→ **Data records**
>>>

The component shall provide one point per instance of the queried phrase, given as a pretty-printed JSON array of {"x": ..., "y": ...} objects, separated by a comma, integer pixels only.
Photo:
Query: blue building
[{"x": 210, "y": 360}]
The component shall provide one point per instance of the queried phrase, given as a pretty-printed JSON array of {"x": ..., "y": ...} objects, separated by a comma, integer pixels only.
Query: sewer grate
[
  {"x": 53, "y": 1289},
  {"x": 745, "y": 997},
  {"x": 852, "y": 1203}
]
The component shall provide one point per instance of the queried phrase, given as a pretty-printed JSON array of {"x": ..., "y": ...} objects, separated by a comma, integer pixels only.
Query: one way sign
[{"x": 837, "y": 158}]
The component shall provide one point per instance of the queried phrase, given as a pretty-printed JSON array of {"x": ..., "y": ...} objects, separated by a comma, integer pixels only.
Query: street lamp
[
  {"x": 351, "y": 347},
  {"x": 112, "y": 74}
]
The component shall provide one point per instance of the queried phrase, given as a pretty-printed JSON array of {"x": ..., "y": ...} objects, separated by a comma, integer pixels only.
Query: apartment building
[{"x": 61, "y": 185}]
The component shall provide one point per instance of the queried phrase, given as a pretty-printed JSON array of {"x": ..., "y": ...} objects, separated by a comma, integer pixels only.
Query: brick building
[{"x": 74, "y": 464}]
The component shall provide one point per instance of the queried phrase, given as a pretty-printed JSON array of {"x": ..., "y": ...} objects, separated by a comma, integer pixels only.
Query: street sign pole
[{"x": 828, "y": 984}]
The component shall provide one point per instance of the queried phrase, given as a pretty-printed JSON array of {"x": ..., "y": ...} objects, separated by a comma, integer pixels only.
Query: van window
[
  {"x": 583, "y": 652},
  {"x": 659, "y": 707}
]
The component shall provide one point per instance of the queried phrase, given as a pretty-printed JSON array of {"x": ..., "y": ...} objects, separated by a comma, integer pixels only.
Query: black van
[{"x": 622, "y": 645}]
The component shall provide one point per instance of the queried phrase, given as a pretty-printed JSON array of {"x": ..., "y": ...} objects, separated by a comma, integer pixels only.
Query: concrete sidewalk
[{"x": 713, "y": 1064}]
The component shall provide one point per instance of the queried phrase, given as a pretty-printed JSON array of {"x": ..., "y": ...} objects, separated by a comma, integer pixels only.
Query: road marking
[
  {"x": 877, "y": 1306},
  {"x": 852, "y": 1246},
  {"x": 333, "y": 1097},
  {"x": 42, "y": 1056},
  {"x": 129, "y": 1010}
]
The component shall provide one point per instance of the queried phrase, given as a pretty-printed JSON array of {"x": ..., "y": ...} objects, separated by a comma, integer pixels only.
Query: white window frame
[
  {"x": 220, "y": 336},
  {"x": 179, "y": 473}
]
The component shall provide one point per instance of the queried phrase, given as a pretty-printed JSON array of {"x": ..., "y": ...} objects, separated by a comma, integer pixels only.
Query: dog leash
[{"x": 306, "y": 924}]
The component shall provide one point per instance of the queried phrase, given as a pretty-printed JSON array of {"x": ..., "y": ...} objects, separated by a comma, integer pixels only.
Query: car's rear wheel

<<<

→ **Exercise aim**
Repeat the listing in full, keeping every line exactly as it is.

→ **Output**
The component shall provide one point per instance of the queried phrase, given as a pretty-printed JSON array of {"x": ..., "y": ...} objects, separated by a comma, integer pixels only.
Photo:
Query: blue building
[{"x": 210, "y": 360}]
The component shall provide one point per instance of the queried phrase, given as a pretty-printed JSON array of {"x": ..., "y": ...} objects, separated by a comma, integer pixels only.
Query: sewer grate
[
  {"x": 53, "y": 1289},
  {"x": 745, "y": 997},
  {"x": 852, "y": 1203}
]
The component shall provide one point per instance of the queried phrase, given as a pretty-printed JSON array of {"x": ..., "y": ...} objects, separated by a comma, integer pixels only.
Query: one way sign
[{"x": 837, "y": 158}]
The component shall provide one point per instance of the queried phrase, given as a pretty-printed JSON array of {"x": ..., "y": ...} objects, separated by a comma, integer pixels only.
Query: street lamp
[
  {"x": 351, "y": 347},
  {"x": 112, "y": 74}
]
The component shall provide one point per instance of the queried phrase, given as a pretty-printed JSON array of {"x": ..., "y": ...} objects, separated by a comma, integer pixels only.
Query: apartment building
[{"x": 61, "y": 185}]
The component shall provide one point per instance of the queried phrase, given as a pretty-printed JSON array of {"x": ..., "y": ...} objects, separated by a comma, integer pixels only.
Query: brick building
[{"x": 74, "y": 464}]
The component shall provide one point per instance of the queried phrase, given as a pretty-printed JSON array of {"x": ..., "y": ...} objects, separated by a comma, integer pixels only.
Query: street sign pole
[{"x": 828, "y": 984}]
The component shall provide one point per instance of the queried phrase, given as a pretty-printed JSON array of {"x": ..., "y": ...} objects, separated by a comma, integer pixels only.
Query: van window
[
  {"x": 583, "y": 652},
  {"x": 659, "y": 707}
]
The component shall provide one point per instance of the queried phrase, given as a pretty-printed JSON array of {"x": ..., "y": ...} objects, separated by a comma, integer pixels only.
Query: black van
[{"x": 622, "y": 645}]
The component shall provide one point per instance of the queried phrase, given as a pretty-printed JSON array of {"x": ..., "y": ...} objects, separated by a comma, integer pixels only.
Query: concrete sidewalk
[{"x": 713, "y": 1064}]
The component shall provide one point per instance of the queried phrase, given as a pretty-printed JSON array of {"x": ..., "y": ...} objects, separated by a comma, integer pixels only.
Query: road marking
[
  {"x": 877, "y": 1306},
  {"x": 852, "y": 1246},
  {"x": 333, "y": 1097},
  {"x": 42, "y": 1056},
  {"x": 129, "y": 1010}
]
The component shall provide one point per instance of the queried phrase, given as a pretty-printed JSON array of {"x": ..., "y": ...} objects, separated by a comma, integer pixels only.
Query: white window frame
[
  {"x": 220, "y": 336},
  {"x": 179, "y": 473}
]
The component shall provide one point per instance of the queried phrase, given as a pretty-printed JSON array of {"x": ..., "y": ...} objects, separated by a comma, integer pixels only.
Query: dog leash
[{"x": 306, "y": 924}]
The component shall provide one point per instance of the queried phrase, given as a pretty-printed JSON array of {"x": ..., "y": ...} objects, separated by a comma, integer pixels only.
Query: car's rear wheel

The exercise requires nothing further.